- _Work instructions_
Pick out each line in the records below that contains the string "thumb", matching case exactly.

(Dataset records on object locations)

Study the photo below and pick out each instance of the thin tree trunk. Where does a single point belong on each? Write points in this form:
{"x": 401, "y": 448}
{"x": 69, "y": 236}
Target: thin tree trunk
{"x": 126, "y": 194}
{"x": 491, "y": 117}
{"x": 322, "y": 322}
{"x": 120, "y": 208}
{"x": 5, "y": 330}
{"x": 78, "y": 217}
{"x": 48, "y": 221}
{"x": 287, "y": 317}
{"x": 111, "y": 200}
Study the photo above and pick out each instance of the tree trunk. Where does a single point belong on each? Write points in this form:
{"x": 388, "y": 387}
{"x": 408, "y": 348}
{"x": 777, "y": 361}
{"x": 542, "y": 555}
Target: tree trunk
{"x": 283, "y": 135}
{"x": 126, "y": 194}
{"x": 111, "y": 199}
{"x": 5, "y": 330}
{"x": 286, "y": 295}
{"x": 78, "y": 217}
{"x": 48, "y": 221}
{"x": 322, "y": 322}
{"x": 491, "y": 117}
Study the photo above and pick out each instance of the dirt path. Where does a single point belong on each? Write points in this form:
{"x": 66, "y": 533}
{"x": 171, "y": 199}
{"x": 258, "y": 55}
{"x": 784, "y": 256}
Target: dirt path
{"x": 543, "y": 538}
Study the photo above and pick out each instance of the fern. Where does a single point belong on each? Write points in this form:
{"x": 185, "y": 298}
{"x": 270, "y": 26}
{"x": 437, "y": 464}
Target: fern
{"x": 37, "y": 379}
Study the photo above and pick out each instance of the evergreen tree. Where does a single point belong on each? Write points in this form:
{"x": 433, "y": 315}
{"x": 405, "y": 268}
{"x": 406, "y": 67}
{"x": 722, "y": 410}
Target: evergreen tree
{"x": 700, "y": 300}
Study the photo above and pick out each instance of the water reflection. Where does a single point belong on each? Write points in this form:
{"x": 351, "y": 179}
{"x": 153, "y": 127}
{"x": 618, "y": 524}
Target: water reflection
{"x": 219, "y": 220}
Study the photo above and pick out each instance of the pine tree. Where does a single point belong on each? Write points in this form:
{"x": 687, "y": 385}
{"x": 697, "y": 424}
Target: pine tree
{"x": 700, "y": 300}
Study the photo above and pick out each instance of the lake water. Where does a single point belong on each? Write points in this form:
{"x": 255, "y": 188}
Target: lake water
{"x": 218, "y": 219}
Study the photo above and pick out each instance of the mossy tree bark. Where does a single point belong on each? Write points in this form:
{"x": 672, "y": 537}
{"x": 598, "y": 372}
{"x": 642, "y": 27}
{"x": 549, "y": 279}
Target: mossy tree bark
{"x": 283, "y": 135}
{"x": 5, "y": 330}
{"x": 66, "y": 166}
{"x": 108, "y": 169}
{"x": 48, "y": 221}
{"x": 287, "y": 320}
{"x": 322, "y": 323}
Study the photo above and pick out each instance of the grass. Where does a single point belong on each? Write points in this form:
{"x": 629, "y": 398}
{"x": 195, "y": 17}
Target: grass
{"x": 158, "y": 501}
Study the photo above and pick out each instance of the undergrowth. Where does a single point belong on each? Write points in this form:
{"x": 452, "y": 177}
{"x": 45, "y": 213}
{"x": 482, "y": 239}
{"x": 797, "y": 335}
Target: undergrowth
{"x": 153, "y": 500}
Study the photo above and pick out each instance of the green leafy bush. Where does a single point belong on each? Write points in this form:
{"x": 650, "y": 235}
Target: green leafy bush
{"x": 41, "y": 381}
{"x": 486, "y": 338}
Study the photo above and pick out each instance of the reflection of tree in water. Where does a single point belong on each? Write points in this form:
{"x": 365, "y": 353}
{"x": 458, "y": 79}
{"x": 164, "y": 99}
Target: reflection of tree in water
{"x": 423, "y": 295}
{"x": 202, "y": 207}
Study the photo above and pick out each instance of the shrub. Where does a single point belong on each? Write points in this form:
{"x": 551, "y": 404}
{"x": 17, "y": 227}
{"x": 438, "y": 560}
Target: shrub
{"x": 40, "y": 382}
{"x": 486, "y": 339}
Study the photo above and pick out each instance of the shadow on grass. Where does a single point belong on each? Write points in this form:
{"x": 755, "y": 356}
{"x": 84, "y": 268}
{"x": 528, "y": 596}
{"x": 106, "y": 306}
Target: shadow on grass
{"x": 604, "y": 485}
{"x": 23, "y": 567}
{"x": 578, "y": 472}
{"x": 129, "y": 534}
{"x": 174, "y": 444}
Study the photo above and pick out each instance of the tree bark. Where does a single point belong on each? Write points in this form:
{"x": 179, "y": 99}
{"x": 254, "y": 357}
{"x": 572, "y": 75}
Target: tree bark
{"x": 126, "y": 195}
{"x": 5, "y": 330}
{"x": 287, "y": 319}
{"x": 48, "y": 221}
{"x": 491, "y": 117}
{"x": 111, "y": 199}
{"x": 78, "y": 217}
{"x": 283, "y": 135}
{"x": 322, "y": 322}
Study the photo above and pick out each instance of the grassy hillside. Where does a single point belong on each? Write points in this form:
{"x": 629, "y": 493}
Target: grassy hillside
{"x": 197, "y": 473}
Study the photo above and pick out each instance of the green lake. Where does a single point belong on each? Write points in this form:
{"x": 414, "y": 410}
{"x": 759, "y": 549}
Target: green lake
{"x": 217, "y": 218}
* * *
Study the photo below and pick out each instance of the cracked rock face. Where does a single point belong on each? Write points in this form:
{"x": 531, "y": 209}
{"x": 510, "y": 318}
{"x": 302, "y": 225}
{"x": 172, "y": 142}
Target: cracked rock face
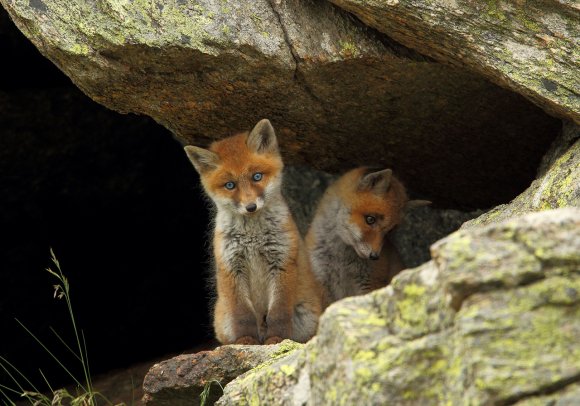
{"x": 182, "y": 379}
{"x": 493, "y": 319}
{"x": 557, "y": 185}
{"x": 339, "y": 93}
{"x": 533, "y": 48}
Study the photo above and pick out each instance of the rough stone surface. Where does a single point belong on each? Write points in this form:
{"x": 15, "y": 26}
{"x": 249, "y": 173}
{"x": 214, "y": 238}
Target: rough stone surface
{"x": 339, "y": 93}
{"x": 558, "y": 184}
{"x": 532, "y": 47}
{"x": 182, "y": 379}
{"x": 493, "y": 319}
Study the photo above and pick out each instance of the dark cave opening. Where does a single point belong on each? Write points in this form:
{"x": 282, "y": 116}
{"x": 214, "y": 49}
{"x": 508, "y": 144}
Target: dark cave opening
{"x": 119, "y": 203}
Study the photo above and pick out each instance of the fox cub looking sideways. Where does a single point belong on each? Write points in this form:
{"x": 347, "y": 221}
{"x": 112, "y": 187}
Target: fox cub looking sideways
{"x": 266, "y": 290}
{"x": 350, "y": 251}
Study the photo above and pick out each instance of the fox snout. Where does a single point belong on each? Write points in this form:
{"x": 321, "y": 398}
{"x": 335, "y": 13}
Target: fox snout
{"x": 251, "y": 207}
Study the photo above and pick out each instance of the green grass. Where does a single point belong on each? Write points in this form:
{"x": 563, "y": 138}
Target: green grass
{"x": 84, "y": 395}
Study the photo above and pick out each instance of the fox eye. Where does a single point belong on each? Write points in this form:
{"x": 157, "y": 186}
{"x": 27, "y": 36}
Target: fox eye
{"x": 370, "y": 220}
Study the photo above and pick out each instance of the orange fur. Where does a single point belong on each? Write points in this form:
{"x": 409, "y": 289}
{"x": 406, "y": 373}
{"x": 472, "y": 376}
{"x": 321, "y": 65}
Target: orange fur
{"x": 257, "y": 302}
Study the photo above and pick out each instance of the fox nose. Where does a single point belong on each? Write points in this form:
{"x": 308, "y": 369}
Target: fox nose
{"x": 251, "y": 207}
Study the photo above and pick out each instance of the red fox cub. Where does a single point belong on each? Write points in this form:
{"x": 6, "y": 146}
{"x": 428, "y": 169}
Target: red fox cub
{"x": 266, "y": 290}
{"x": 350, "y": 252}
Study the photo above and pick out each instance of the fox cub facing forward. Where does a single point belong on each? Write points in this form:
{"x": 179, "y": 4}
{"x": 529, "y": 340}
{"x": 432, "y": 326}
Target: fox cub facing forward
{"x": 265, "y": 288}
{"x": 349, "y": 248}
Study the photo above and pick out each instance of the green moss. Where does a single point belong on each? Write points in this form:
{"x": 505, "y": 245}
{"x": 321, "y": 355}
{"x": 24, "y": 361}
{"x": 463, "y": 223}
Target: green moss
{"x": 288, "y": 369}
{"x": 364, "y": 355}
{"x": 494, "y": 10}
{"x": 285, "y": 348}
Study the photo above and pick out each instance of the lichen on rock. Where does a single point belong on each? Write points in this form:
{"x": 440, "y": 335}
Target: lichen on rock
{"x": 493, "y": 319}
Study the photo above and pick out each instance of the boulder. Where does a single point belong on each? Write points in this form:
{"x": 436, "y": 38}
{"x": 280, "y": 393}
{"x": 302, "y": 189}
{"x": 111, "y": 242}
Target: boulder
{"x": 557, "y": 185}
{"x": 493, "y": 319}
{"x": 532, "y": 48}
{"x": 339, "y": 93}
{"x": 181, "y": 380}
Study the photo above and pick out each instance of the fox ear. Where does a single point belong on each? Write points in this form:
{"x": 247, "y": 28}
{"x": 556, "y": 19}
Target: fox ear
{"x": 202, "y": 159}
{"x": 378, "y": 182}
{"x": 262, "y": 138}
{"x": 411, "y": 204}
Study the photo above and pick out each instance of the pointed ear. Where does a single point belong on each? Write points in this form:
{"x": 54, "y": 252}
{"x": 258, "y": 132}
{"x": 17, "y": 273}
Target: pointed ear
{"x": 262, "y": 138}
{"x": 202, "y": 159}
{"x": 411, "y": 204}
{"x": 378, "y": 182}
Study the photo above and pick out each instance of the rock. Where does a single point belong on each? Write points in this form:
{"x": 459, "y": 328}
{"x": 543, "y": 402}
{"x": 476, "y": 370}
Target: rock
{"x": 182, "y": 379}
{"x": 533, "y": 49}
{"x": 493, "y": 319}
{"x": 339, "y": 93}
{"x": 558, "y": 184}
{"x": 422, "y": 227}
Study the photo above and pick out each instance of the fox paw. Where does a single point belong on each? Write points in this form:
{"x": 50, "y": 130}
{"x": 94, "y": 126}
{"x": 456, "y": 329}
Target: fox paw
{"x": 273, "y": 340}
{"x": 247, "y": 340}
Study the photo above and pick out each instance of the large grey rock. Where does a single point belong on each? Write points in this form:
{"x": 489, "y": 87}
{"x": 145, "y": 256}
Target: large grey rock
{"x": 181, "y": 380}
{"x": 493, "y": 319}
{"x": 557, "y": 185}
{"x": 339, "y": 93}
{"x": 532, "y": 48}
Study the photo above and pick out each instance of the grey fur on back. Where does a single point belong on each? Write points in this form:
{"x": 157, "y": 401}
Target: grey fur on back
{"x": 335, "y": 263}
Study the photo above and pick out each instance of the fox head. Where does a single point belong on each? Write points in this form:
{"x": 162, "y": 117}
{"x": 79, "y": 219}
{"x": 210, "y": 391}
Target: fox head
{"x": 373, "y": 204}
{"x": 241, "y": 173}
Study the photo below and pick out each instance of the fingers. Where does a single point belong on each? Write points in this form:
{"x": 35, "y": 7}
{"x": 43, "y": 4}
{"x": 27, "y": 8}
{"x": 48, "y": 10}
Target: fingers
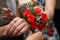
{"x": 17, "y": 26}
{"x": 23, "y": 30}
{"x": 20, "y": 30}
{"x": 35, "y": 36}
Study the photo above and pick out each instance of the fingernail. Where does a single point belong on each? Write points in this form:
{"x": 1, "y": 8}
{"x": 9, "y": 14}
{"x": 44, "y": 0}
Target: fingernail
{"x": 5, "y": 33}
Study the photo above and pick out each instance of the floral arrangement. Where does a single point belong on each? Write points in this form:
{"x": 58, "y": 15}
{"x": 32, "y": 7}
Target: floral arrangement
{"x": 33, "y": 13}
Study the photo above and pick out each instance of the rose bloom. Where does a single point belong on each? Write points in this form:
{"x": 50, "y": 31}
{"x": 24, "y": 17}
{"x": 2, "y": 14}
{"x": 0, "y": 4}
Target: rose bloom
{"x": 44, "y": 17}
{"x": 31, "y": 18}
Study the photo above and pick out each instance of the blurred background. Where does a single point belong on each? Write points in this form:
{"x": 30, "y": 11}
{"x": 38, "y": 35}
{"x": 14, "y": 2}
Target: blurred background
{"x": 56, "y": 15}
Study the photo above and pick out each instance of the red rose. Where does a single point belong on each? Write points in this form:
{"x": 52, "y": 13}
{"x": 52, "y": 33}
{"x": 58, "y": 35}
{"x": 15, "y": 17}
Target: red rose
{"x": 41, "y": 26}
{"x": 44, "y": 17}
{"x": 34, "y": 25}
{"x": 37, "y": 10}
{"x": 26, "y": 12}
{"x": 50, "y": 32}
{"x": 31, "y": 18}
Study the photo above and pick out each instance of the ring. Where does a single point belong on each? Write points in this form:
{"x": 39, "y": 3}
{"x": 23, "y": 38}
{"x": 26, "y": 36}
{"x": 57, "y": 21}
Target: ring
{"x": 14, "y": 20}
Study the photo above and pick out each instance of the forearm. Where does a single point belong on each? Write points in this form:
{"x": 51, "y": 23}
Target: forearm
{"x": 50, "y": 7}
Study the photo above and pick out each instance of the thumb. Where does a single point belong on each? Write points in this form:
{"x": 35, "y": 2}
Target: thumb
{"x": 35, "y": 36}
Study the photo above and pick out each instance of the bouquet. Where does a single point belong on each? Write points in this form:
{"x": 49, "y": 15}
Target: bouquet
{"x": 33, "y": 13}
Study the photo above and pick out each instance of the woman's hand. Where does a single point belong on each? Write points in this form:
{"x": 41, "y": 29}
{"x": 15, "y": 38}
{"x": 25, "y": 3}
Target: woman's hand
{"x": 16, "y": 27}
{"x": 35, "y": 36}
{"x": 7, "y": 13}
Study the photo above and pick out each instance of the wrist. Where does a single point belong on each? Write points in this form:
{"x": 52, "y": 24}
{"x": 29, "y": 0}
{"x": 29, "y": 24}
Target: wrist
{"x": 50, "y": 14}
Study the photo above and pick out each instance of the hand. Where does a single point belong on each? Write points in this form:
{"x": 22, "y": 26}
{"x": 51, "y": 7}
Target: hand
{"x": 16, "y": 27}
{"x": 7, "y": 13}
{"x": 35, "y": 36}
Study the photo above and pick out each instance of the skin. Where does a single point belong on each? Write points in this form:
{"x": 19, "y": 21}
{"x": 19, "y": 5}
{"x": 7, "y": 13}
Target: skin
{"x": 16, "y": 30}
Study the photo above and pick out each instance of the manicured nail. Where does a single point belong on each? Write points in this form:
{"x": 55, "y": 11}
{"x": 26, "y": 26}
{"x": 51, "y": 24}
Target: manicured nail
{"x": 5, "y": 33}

- _Task output_
Study the photo above and pick out each instance of the thumb. Where does a single point belong on each? Write points in this form:
Target: thumb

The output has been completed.